Description of the task = Retype each entry below, keeping every character the same.

Input records =
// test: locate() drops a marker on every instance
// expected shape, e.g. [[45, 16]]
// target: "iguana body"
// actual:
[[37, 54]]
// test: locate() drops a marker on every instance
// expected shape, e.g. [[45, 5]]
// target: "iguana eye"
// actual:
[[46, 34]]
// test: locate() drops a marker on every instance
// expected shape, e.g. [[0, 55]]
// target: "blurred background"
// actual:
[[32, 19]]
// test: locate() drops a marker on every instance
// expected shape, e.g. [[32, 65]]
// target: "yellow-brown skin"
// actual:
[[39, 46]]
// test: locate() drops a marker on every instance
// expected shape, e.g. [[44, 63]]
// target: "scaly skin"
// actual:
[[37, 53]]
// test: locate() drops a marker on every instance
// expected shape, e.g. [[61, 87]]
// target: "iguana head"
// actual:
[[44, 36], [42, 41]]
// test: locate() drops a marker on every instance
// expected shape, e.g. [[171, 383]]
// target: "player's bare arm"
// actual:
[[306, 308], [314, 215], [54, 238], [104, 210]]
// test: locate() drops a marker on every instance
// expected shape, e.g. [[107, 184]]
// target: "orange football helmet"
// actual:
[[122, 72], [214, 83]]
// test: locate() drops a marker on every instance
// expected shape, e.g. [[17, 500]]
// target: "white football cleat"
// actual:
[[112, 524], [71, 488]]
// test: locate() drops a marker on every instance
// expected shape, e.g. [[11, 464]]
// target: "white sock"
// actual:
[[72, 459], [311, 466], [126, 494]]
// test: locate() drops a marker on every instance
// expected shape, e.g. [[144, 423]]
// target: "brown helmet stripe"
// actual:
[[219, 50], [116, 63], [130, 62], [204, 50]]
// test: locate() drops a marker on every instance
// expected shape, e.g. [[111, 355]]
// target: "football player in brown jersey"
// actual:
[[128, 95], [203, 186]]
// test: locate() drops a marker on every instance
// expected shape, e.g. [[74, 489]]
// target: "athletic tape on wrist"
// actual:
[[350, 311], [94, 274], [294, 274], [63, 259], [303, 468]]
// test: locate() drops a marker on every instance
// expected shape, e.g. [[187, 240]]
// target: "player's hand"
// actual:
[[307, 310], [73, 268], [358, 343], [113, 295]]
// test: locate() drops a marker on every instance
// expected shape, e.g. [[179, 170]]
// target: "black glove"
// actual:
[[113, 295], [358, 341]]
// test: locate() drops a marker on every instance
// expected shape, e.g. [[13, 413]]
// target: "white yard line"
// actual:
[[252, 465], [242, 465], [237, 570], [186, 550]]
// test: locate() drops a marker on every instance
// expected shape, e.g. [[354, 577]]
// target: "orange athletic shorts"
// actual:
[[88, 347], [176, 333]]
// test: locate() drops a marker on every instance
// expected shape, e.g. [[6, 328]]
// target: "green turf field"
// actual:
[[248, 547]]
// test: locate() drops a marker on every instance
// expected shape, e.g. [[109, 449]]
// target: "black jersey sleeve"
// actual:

Result of the task =
// test: locate() drops a marker on every instance
// expected shape, e.g. [[45, 16]]
// target: "iguana body"
// actual:
[[37, 54]]
// test: locate() drops a marker on every instance
// expected shape, e.g. [[45, 5]]
// target: "iguana eye"
// actual:
[[46, 34]]
// test: locate() drops a marker on every instance
// expected shape, e.g. [[0, 55]]
// target: "blurred background"
// actual:
[[32, 19]]
// test: locate() drops a marker on every instance
// expected shape, e.g. [[32, 65]]
// target: "yellow-brown skin"
// actual:
[[39, 46]]
// test: locate() drops a marker on every instance
// expected shape, e.g. [[44, 63]]
// target: "scaly skin"
// actual:
[[37, 53]]
// test: locate() drops a marker on every instance
// expected shape, e.g. [[61, 87]]
// target: "iguana head"
// actual:
[[44, 36], [42, 41]]
// test: locate() drops a marker on every instance
// expected shape, e.g. [[171, 383]]
// target: "player's bare arm"
// actual:
[[306, 308], [314, 215], [54, 238], [104, 210]]
// test: locate() drops a marker on every instance
// expected shape, e.g. [[107, 184]]
// target: "orange football helmet"
// actual:
[[122, 72], [214, 83]]
// test: locate() drops a marker on every instance
// expected shape, e.g. [[17, 500]]
// target: "white football cleat"
// actual:
[[112, 524], [71, 488]]
// test: locate() drops a marker on every instance
// expected shape, e.g. [[11, 464]]
// target: "white sock"
// actual:
[[72, 459], [311, 466], [126, 494]]
// test: locate() drops a marker on every instance
// expected shape, e.g. [[144, 423]]
// target: "brown helmet stripe"
// actual:
[[219, 50], [116, 63], [130, 62], [204, 50]]
// test: locate() drops a marker on every instance
// expected shape, e.g. [[111, 355]]
// target: "football player in brown jersey"
// actual:
[[128, 95], [203, 186]]
// test: locate() drops a marker on every instance
// expected shape, e.g. [[74, 489]]
// target: "athletic tape on wrist"
// actual:
[[350, 311], [94, 274], [294, 274], [63, 259], [303, 468]]
// test: locate() drops a marker on every instance
// expected shape, e.g. [[187, 240]]
// target: "player's hand"
// actual:
[[307, 310], [73, 268], [358, 343], [113, 295]]
// test: locate() drops a marker on every instance
// expected shape, e.g. [[179, 170]]
// target: "black glove"
// actual:
[[113, 295], [358, 341]]
// test: locate() drops a marker on every instance
// expected shape, e.g. [[13, 413]]
// target: "white yard line"
// actual:
[[252, 465], [242, 465], [237, 570], [186, 550]]
// test: locate() drops a marker on every instance
// expected shape, e.g. [[354, 577]]
// target: "orange athletic shorts"
// actual:
[[88, 347], [176, 333]]
// test: locate() drops a marker on every instance
// expected shape, e.g. [[6, 328]]
// target: "green turf field"
// actual:
[[248, 547]]
// test: locate() drops a marker on every instance
// expected shape, e.g. [[109, 449]]
// target: "black jersey sleeve"
// actual:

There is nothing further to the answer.